■ **Objective**
Please update the data from its first line through the line holding "[298,198,342,235]", inclusive, by replacing "distant buildings" with "far-off buildings" and keeping everything else the same. Return only those lines.

==========

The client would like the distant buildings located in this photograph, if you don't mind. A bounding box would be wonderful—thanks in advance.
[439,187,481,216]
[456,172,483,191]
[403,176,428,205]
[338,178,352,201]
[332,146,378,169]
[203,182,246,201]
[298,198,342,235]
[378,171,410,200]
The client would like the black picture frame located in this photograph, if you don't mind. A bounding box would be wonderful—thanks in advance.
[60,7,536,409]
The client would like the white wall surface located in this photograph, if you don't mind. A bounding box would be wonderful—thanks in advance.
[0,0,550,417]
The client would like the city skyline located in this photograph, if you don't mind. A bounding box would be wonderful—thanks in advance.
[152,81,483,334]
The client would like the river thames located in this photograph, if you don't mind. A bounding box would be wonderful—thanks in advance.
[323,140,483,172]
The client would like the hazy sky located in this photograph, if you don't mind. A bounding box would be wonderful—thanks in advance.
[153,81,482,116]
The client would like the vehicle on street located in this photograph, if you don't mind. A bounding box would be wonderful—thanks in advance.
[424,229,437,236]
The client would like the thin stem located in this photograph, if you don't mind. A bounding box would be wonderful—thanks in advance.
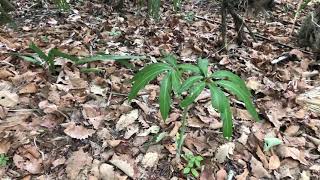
[176,107,189,159]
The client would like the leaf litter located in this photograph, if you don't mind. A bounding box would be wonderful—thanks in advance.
[0,1,320,180]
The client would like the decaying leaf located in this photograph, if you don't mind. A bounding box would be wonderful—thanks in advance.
[214,142,235,163]
[110,154,138,178]
[116,109,139,131]
[65,149,92,180]
[64,122,95,139]
[0,90,19,107]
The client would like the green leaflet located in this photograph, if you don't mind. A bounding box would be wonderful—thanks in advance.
[198,58,209,77]
[48,48,79,62]
[170,71,181,94]
[211,70,251,97]
[128,63,172,101]
[159,72,171,121]
[208,83,233,140]
[131,63,172,82]
[29,43,48,61]
[177,64,201,74]
[164,54,177,67]
[216,80,259,121]
[180,82,206,108]
[178,76,203,94]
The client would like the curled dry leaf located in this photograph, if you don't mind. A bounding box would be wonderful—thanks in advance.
[269,154,280,170]
[214,142,235,163]
[277,145,309,165]
[66,149,92,180]
[64,122,95,139]
[0,90,19,107]
[116,109,139,131]
[110,154,138,179]
[250,156,271,179]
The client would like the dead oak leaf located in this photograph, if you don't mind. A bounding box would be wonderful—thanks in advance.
[63,122,95,139]
[65,149,92,180]
[116,109,139,131]
[277,145,309,165]
[110,154,138,179]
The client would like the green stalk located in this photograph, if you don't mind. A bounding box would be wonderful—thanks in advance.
[176,107,189,159]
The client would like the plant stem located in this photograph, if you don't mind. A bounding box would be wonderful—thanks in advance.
[176,107,189,159]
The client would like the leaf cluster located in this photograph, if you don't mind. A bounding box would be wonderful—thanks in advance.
[0,154,9,166]
[182,154,203,177]
[128,55,259,139]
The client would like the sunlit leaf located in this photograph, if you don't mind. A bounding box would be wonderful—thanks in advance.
[208,83,233,139]
[211,70,251,97]
[128,63,171,101]
[170,71,181,94]
[159,72,171,121]
[178,64,201,74]
[198,58,209,77]
[180,82,206,108]
[216,80,259,121]
[178,76,203,94]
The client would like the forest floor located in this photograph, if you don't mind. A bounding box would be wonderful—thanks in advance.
[0,0,320,180]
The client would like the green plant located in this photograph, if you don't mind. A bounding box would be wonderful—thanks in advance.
[109,27,121,36]
[12,43,145,73]
[128,55,259,156]
[182,153,203,177]
[184,11,195,23]
[148,0,161,20]
[54,0,70,11]
[173,0,182,11]
[0,154,9,166]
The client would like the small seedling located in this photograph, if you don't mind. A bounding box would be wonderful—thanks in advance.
[109,27,121,36]
[0,154,9,166]
[128,55,259,157]
[182,154,203,177]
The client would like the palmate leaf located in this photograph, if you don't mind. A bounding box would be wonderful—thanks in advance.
[208,83,233,139]
[159,72,172,121]
[178,76,203,94]
[216,80,259,121]
[180,82,206,108]
[177,64,201,74]
[210,70,251,97]
[128,63,172,101]
[29,42,49,61]
[170,70,181,94]
[198,58,209,77]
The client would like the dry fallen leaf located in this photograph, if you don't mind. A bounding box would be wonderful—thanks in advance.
[63,122,95,139]
[277,145,309,165]
[110,154,138,179]
[214,142,235,163]
[269,154,280,170]
[65,149,92,180]
[116,109,139,131]
[0,90,19,107]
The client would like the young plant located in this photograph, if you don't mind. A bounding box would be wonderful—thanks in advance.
[128,55,259,156]
[12,43,145,73]
[182,153,203,177]
[0,154,9,166]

==========

■ **Expected output**
The client would like the far-off buildings located in this photograph, if you don't mind. A bounding box would be wonderful—thanks in advance.
[439,187,481,216]
[456,172,483,191]
[403,176,428,205]
[338,178,352,201]
[332,146,378,169]
[203,182,246,201]
[298,198,342,235]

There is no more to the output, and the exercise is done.